# Start of Information provided

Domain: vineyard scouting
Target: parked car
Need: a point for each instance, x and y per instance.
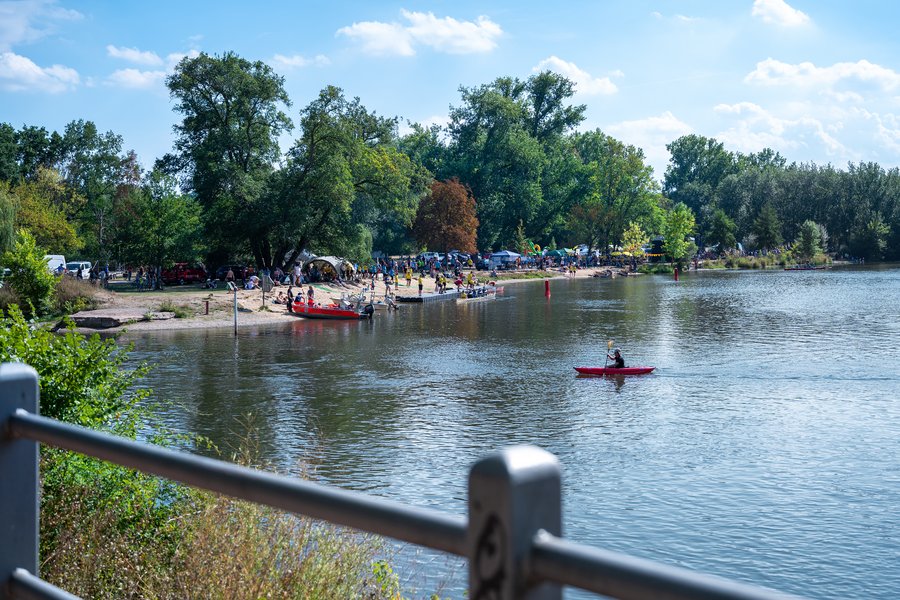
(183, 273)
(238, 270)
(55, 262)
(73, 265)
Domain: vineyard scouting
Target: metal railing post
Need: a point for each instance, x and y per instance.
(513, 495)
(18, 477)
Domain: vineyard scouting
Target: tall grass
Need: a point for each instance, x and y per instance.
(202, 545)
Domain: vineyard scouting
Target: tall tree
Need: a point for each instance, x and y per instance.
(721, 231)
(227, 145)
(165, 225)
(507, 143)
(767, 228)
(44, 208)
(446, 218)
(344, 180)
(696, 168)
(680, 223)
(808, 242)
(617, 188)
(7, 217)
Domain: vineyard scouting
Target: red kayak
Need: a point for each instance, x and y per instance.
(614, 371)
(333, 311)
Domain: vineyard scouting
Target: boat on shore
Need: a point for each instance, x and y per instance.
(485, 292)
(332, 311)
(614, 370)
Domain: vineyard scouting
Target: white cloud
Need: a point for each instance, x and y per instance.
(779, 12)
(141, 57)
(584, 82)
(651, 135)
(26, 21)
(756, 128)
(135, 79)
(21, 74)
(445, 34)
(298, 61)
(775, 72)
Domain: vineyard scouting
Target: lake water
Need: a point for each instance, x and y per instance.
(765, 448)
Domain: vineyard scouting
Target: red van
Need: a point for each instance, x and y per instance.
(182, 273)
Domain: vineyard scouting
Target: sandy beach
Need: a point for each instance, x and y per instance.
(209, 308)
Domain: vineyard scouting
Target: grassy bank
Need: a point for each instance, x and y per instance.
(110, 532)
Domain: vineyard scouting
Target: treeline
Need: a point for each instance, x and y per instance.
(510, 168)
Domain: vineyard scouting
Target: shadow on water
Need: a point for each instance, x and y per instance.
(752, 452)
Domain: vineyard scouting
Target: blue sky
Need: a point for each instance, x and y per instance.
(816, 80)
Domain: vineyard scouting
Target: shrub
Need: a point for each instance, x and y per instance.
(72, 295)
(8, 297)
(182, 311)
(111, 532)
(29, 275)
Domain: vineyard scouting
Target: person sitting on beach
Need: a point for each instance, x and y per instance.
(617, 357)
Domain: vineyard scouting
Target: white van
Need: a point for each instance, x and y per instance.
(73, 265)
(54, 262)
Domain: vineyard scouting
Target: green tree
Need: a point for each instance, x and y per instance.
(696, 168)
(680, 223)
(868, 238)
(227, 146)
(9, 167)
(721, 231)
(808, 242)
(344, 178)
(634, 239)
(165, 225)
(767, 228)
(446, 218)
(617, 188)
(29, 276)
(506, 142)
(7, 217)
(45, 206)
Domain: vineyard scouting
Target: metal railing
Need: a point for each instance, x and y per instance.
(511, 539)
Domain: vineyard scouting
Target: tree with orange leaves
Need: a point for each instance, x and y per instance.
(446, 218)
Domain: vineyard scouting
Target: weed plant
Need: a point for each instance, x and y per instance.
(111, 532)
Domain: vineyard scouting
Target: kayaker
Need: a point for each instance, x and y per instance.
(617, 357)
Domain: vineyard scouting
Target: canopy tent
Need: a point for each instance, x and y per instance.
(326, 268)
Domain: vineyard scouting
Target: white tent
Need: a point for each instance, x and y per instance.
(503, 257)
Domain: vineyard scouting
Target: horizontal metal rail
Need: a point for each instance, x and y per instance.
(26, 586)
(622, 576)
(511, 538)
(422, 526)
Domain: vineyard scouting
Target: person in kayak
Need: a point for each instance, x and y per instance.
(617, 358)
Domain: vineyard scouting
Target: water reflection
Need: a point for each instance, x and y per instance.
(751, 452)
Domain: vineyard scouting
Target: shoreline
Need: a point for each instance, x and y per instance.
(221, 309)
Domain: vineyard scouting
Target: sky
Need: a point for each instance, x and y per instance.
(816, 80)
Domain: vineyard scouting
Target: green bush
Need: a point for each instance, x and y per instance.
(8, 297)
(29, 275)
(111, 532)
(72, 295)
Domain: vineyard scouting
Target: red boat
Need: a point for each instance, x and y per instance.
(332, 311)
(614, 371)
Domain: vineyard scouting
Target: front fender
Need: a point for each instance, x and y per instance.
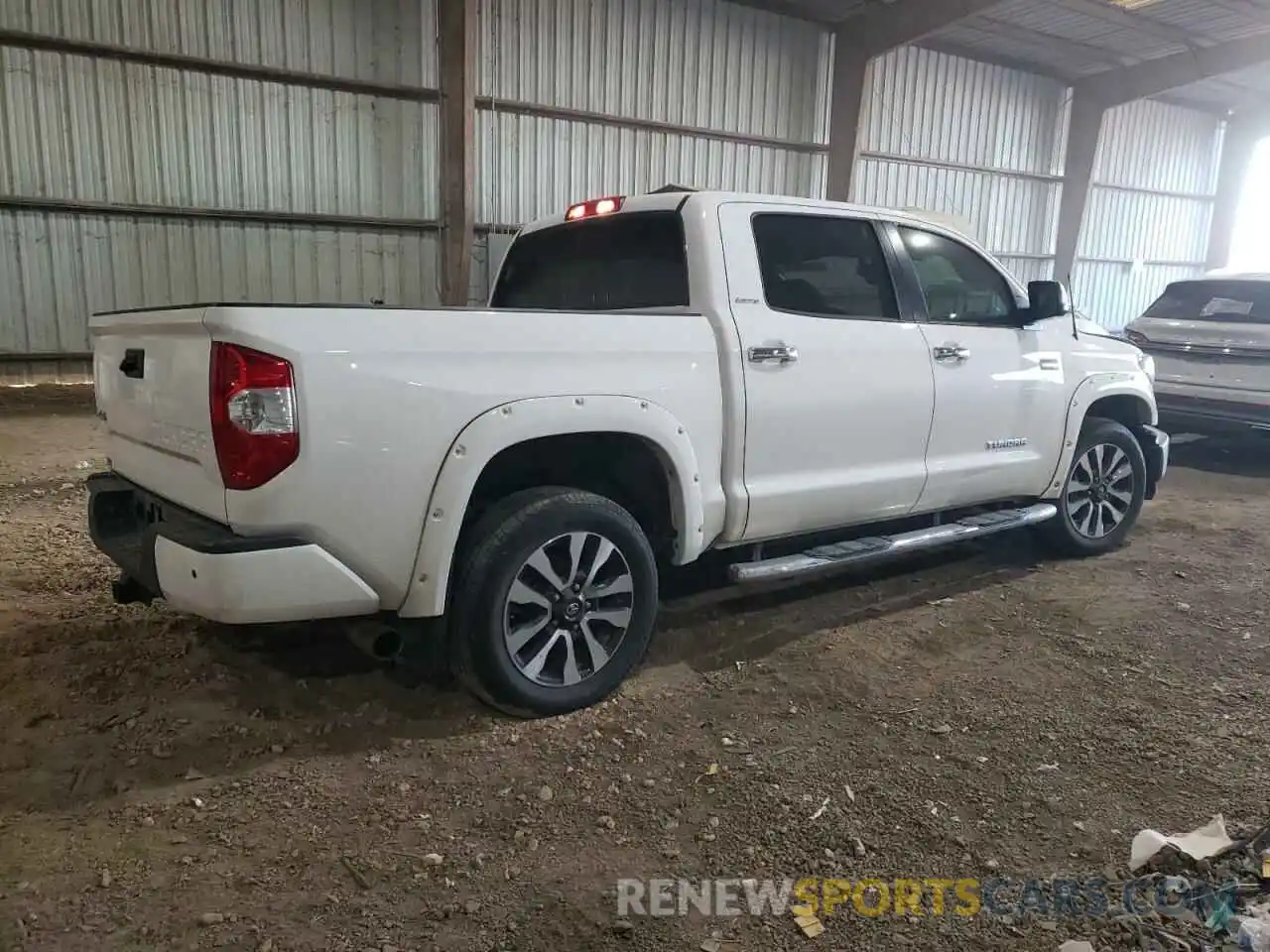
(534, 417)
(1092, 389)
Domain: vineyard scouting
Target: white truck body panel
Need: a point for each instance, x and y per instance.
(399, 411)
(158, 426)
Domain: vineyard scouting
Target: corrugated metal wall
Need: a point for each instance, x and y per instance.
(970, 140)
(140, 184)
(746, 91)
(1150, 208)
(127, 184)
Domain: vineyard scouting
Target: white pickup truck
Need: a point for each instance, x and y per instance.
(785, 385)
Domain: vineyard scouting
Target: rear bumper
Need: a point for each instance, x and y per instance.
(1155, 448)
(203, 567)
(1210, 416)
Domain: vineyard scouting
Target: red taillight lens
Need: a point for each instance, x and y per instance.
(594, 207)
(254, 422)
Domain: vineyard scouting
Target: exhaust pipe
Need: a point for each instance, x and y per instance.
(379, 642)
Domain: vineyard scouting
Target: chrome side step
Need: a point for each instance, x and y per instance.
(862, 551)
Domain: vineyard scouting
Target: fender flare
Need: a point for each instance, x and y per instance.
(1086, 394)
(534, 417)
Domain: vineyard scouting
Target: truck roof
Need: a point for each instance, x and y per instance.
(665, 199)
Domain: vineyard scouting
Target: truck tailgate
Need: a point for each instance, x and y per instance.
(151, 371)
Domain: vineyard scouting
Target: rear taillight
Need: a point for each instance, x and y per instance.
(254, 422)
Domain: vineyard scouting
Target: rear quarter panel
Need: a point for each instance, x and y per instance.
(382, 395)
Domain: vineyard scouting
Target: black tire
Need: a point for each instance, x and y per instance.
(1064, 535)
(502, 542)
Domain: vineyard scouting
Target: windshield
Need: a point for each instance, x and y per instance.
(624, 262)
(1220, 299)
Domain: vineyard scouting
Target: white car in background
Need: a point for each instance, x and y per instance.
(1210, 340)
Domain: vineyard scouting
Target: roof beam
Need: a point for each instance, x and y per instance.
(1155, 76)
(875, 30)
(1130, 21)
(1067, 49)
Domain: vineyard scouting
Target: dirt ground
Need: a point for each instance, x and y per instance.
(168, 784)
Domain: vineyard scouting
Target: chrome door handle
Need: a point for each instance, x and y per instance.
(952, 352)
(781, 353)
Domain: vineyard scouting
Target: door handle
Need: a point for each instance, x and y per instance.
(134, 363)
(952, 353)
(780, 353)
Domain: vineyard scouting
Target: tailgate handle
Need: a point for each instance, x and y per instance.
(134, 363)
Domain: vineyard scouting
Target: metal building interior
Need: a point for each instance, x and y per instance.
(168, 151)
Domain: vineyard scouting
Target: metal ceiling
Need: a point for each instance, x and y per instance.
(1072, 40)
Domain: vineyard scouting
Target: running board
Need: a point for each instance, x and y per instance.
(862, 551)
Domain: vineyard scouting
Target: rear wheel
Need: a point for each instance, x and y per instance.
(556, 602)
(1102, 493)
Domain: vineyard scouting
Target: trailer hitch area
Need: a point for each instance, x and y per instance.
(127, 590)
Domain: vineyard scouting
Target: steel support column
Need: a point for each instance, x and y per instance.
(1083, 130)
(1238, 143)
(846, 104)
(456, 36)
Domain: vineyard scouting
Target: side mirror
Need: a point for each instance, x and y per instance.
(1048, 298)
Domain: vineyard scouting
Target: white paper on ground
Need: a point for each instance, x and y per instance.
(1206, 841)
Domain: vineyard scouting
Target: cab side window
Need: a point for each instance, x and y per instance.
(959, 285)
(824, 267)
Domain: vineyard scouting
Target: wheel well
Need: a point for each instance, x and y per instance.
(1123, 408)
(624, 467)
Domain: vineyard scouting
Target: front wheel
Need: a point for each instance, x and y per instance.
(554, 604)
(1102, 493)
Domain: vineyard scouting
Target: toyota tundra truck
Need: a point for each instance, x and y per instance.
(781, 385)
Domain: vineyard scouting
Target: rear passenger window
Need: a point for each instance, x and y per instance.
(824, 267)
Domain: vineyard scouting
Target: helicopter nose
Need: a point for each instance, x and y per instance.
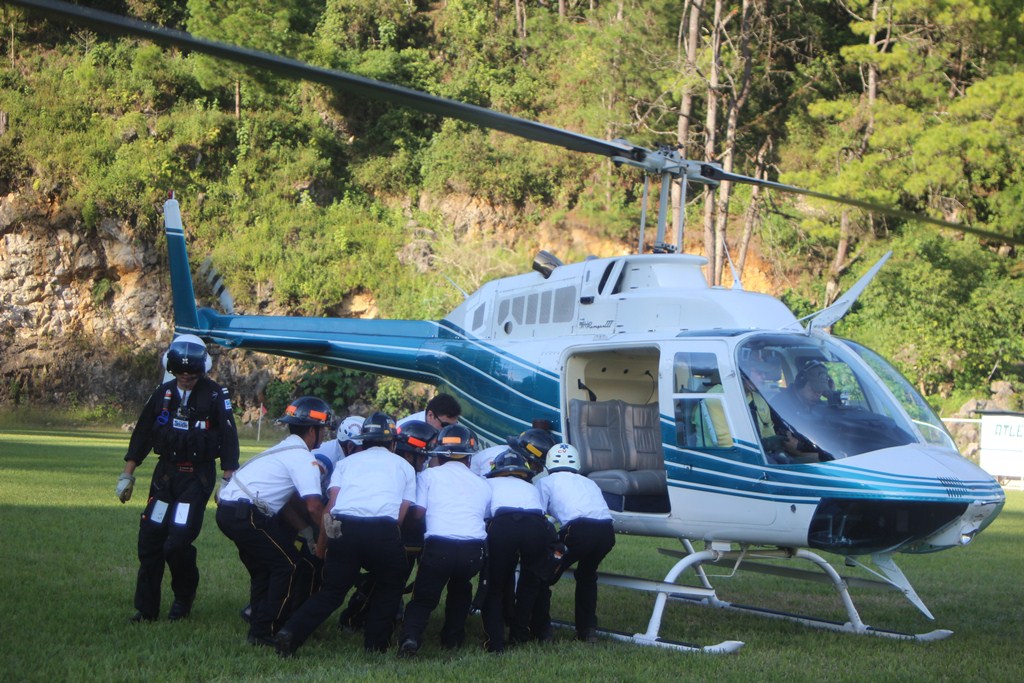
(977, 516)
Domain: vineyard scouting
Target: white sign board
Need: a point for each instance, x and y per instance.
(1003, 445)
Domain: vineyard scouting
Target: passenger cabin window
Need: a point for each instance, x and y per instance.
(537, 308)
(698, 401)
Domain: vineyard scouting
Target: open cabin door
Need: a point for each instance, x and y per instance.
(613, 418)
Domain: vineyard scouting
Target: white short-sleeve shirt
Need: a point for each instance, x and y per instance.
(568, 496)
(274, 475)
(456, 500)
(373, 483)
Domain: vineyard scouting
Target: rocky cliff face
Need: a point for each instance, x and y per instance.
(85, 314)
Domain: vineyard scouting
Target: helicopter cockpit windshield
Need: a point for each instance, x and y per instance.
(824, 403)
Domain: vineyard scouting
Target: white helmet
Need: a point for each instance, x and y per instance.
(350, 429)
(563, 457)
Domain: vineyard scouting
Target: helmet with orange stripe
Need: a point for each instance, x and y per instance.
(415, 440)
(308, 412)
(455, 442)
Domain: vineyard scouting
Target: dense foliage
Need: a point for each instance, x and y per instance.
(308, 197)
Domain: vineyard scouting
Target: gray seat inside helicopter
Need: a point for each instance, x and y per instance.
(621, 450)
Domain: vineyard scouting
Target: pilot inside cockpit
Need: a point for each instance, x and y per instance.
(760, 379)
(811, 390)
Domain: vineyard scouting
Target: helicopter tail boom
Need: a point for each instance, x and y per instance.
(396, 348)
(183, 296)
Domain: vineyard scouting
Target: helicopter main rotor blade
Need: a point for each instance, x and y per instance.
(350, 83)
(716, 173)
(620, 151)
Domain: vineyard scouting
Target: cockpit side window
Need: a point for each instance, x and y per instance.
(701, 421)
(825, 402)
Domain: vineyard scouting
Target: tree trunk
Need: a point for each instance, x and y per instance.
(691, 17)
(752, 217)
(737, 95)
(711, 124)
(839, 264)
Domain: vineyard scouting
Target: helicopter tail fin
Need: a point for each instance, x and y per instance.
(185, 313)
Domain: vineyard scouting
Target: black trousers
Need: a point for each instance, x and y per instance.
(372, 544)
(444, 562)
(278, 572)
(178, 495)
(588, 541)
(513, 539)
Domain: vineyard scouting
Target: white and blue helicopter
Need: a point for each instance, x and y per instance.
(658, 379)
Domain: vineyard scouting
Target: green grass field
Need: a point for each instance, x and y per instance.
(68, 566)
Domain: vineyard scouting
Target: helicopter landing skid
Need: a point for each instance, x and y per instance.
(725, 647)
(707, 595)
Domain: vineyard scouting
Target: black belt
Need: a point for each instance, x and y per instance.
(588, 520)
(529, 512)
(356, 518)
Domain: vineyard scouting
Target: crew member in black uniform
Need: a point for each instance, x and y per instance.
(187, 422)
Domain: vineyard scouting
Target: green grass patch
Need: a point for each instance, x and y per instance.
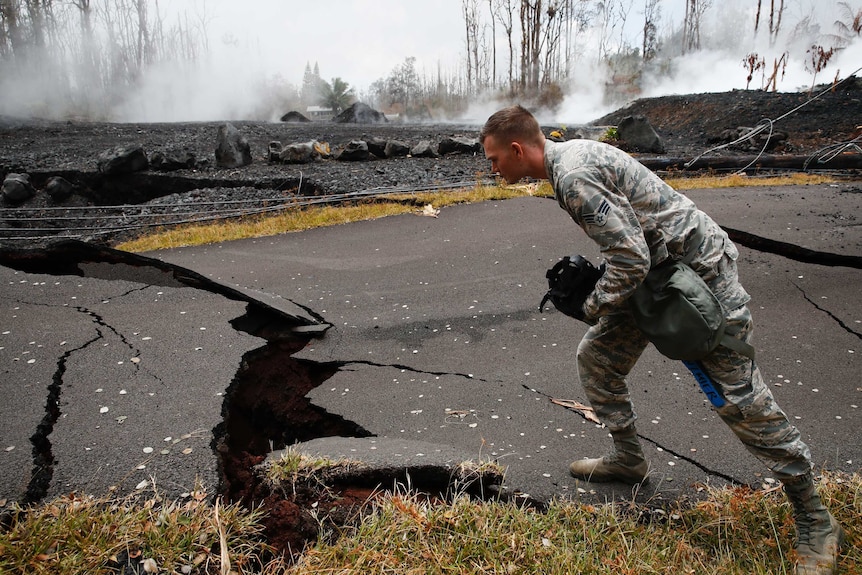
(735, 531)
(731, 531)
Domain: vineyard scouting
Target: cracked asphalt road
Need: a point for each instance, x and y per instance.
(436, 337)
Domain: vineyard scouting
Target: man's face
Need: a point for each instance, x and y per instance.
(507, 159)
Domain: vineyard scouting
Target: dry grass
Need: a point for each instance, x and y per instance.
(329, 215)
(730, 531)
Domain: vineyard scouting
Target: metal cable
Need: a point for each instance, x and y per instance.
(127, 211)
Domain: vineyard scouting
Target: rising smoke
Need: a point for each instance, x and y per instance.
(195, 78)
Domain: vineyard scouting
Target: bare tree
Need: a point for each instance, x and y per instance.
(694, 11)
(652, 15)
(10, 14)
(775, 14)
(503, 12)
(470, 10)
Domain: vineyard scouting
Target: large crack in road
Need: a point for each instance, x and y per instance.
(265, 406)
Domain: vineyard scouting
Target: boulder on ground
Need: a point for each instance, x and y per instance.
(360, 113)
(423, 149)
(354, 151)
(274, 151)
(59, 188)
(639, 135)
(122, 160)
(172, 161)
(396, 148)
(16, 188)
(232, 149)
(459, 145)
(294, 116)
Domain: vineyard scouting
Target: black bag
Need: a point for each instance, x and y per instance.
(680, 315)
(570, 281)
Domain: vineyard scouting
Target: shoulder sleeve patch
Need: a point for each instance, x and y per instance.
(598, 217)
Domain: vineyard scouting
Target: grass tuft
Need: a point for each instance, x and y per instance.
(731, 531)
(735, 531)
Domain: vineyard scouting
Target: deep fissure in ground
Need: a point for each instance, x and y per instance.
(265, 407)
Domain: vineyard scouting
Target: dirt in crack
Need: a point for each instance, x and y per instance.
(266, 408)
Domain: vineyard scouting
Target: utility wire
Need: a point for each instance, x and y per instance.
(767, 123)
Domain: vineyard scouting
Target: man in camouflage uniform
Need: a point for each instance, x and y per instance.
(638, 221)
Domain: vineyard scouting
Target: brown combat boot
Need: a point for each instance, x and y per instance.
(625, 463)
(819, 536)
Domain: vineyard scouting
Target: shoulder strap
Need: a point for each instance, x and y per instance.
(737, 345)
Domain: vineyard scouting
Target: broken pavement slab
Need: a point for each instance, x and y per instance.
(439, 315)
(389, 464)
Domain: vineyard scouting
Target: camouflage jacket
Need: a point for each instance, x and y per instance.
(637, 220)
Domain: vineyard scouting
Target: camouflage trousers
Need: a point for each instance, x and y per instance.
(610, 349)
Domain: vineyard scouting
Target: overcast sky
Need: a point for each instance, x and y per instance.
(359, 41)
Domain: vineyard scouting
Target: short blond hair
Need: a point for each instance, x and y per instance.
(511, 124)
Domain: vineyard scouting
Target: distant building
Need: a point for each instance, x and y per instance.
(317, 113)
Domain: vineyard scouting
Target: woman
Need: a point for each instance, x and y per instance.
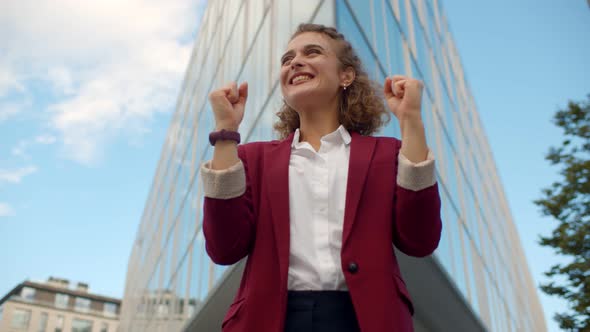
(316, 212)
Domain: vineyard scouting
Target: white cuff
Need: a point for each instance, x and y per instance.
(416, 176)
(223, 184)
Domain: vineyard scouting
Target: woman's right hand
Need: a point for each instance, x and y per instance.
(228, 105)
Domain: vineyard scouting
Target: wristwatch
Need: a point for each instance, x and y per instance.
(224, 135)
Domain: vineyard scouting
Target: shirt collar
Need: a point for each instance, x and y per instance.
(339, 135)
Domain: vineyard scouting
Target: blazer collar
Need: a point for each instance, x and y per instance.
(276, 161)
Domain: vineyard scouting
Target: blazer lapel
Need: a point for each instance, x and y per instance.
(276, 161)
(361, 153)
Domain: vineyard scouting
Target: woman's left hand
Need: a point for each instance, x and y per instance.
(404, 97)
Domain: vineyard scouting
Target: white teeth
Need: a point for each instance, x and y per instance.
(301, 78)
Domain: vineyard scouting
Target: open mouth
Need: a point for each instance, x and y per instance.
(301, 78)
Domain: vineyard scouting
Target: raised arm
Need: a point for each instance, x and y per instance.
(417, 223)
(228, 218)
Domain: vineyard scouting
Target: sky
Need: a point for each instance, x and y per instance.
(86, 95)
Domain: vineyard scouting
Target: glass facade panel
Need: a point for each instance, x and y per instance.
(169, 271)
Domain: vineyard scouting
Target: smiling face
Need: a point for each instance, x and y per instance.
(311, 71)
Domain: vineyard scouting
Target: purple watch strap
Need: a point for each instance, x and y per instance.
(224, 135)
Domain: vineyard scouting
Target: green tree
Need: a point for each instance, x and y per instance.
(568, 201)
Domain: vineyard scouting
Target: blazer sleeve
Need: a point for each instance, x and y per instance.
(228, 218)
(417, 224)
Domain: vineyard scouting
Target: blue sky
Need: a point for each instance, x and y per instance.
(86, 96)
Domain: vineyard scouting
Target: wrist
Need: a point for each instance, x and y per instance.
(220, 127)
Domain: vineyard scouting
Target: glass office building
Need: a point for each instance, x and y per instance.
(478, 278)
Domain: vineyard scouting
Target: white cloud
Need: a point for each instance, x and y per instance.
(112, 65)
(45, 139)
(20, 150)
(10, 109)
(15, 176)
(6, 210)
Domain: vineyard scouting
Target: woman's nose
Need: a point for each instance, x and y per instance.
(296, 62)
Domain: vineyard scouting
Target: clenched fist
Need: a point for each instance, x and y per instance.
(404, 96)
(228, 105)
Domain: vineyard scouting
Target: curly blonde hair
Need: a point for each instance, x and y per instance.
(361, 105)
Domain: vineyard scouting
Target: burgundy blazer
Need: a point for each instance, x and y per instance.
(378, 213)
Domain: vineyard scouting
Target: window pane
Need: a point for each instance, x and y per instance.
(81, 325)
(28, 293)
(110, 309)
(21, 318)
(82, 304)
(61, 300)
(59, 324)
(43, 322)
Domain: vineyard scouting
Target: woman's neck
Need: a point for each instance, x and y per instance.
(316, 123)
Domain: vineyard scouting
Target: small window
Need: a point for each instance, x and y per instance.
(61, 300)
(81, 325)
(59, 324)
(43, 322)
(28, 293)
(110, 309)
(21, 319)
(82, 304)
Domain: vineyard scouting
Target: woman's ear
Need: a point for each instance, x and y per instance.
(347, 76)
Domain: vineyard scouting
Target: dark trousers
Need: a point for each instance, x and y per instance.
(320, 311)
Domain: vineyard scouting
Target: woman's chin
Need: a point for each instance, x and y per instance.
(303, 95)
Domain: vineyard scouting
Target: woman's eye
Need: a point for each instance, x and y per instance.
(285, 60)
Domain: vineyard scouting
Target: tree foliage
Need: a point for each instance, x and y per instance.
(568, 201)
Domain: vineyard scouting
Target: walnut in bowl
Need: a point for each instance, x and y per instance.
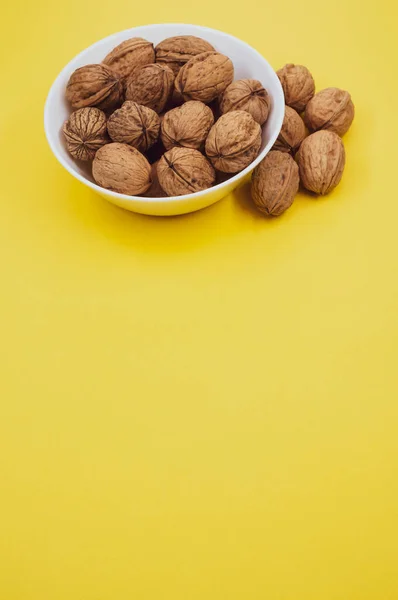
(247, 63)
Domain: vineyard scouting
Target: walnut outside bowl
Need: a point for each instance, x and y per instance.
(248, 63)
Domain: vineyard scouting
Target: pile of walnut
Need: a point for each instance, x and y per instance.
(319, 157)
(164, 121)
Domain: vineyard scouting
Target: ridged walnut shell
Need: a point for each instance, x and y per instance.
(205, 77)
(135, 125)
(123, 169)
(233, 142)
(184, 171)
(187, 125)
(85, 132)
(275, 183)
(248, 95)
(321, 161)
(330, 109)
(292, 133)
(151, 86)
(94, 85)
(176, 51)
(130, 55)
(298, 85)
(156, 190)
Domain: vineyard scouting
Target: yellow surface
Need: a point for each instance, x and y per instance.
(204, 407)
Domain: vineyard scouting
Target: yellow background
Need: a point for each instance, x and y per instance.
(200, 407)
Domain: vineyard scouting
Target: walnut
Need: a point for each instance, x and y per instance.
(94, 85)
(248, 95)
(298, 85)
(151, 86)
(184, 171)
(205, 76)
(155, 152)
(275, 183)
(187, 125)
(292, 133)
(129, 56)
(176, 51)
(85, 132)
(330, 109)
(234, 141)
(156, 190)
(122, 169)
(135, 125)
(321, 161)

# End of Information provided

*Your instructions:* Gather every line in the listing above that contains the string "background". Case counts.

*Response to this task:*
Target: white car in background
Target: yellow background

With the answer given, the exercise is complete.